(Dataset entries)
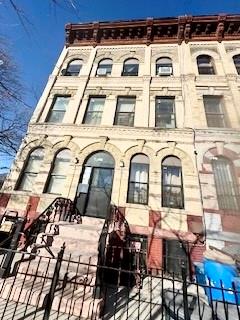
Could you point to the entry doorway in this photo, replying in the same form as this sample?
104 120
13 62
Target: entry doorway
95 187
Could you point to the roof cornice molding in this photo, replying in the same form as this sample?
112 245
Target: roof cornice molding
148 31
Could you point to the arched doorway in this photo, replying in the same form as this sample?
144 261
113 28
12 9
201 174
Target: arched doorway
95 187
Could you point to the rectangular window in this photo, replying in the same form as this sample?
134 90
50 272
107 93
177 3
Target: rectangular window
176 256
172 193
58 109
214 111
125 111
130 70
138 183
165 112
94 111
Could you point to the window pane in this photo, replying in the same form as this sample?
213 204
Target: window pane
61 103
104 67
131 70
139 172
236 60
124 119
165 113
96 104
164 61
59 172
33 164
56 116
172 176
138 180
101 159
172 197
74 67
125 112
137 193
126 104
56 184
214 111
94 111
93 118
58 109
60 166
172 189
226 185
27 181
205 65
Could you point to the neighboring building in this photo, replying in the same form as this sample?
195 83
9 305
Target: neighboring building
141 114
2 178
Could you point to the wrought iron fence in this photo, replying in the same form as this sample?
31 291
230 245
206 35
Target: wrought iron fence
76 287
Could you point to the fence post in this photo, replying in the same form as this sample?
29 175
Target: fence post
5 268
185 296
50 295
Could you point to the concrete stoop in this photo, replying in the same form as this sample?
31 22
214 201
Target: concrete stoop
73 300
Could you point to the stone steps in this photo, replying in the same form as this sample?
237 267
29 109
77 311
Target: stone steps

...

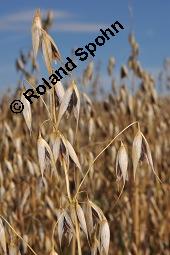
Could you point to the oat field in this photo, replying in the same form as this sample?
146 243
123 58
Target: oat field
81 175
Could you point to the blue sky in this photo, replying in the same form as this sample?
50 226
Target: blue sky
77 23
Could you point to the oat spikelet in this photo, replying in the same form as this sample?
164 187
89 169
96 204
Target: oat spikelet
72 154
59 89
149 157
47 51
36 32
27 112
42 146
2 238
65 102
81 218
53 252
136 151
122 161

What is required:
Extract each line above that contains the string "entry".

Answer below:
Could you point to the entry doorway in this photo, replying in the same form as this sample?
Target: entry doorway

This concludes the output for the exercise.